*What you should do*: Return the records that follow, matching each one exactly.

*Dataset*:
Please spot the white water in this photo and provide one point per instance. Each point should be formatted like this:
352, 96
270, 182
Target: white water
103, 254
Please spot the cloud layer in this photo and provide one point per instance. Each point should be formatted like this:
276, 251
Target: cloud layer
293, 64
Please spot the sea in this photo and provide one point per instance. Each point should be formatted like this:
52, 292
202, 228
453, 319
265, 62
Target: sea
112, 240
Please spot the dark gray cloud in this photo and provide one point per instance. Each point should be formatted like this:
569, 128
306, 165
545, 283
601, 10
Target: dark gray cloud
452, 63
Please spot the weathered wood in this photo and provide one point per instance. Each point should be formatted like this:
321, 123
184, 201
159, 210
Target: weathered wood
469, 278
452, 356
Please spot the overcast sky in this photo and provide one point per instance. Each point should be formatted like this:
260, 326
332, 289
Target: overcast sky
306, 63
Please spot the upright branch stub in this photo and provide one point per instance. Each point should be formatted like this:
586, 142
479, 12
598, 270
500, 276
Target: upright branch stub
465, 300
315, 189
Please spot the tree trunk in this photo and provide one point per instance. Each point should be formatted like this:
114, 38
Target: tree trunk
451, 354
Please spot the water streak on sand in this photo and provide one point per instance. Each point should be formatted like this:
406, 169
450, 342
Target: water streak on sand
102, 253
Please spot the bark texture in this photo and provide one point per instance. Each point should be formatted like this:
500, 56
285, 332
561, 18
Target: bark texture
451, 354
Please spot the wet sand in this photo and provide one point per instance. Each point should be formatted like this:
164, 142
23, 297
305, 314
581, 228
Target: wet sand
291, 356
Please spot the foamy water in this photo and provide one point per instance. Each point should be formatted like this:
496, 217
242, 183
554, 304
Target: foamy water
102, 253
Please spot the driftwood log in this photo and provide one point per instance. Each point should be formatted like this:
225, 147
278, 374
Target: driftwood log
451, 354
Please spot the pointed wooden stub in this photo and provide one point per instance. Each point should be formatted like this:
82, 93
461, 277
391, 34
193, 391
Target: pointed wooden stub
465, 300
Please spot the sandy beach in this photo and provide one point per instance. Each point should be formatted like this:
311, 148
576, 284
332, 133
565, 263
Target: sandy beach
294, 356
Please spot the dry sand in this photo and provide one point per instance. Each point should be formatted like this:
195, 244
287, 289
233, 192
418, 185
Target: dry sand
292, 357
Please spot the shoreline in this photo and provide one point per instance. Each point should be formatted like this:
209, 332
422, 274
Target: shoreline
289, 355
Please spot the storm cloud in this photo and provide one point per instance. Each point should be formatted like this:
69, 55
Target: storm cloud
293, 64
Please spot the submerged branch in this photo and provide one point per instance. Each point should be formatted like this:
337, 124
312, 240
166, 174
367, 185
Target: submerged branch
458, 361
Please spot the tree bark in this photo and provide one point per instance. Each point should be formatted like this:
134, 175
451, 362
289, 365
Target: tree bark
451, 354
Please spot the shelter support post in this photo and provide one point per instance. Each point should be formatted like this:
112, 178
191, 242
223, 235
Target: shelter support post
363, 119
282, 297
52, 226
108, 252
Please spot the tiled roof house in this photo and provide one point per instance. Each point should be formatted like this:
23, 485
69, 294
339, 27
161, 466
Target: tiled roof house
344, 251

*Answer to the exercise*:
Please spot the white water in this photo and provide one point per instance. Each point should be formatted like this:
352, 96
270, 182
Target: white water
103, 254
Please spot the cloud layer in this photo and provide one point per instance. Each point should be formatted like this:
276, 251
Target: cloud layer
293, 64
Please spot the sea in this photo and provide one point per instance. Each point should be formatted like this:
52, 292
202, 228
453, 319
265, 62
Target: sea
112, 240
Please spot the dark gray cloud in this photo and provide one point per instance. Each point should be formatted like this:
569, 128
306, 165
545, 283
601, 10
Target: dark gray cloud
452, 63
Please spot the weathered wood in this photo and provide one point per instance. Each point should be formatted like this:
321, 123
184, 201
159, 210
Target: weathered wood
469, 278
452, 356
Please spot the overcast sky in this photo and provide one point per instance. Each point should be formatted like this:
260, 326
332, 289
Target: overcast sky
306, 63
Please spot the upright branch stub in this photo and provide one point per instance. Each point should be formatted like this:
586, 142
479, 12
598, 270
500, 276
Target: upright branch stub
465, 300
315, 189
Please spot the tree trunk in this photo and provide one point per instance. Each point should be formatted like this:
114, 38
Target: tree trunk
451, 354
Please spot the water streak on sand in this photo and provide one point per instance. Each point should be formatted like this:
406, 169
450, 342
Target: water streak on sand
102, 253
Please spot the bark texture in this photo and provide one point per instance. Each point should be formatted like this:
500, 56
285, 332
561, 18
Target: bark texture
451, 354
Please spot the wet sand in this photo and provide one point per instance. Each point should be formatted like this:
164, 142
23, 297
305, 314
581, 228
Target: wet sand
291, 356
Please spot the foamy water in this photo and provide one point per instance. Each point should be formatted like this:
496, 217
242, 183
554, 304
Target: foamy water
102, 253
Please spot the driftwood log in this photo and provide one point per instance. Each point should be formatted like this:
225, 147
278, 374
Target: driftwood log
451, 354
Please spot the pointed wooden stub in this photo and provide one point per instance. Each point should be formatted like this:
82, 93
461, 277
391, 34
193, 391
Target: pointed wooden stub
465, 300
Please spot the sandy beach in this photo and provide one point per instance. Each point should be formatted like this:
311, 148
576, 284
332, 133
565, 263
Target: sandy beach
294, 356
Please spot the dry sand in this photo and provide one point per instance. Each point should be formatted like this:
195, 244
287, 289
233, 192
418, 185
Target: dry sand
292, 357
Please spot the shoreline in this photo and provide one point per instance. Each point should be formatted like this:
209, 332
422, 274
Target: shoreline
289, 355
Please spot the storm cloud in this photo and provide one point per instance. Each point should be formatted like this:
69, 55
Target: storm cloud
293, 64
Please spot the submerged branch in this photo and provide one point per instance. Each point should be formatted like this:
337, 124
312, 240
166, 174
367, 185
Target: submerged branch
458, 361
Please spot the tree bark in this photo and provide one point per instance. Each point should be formatted like this:
134, 175
451, 362
289, 365
Target: tree bark
451, 354
Please spot the shelter support post in this photo and provide one point per instance. Each point should be formatted like this:
112, 178
191, 242
223, 235
Target: shelter support post
363, 119
282, 297
52, 226
108, 252
Please spot the tiled roof house in this photo and provide one point per instance. Each point should be formatted like this:
23, 485
69, 294
339, 27
161, 466
Target: tiled roof house
344, 251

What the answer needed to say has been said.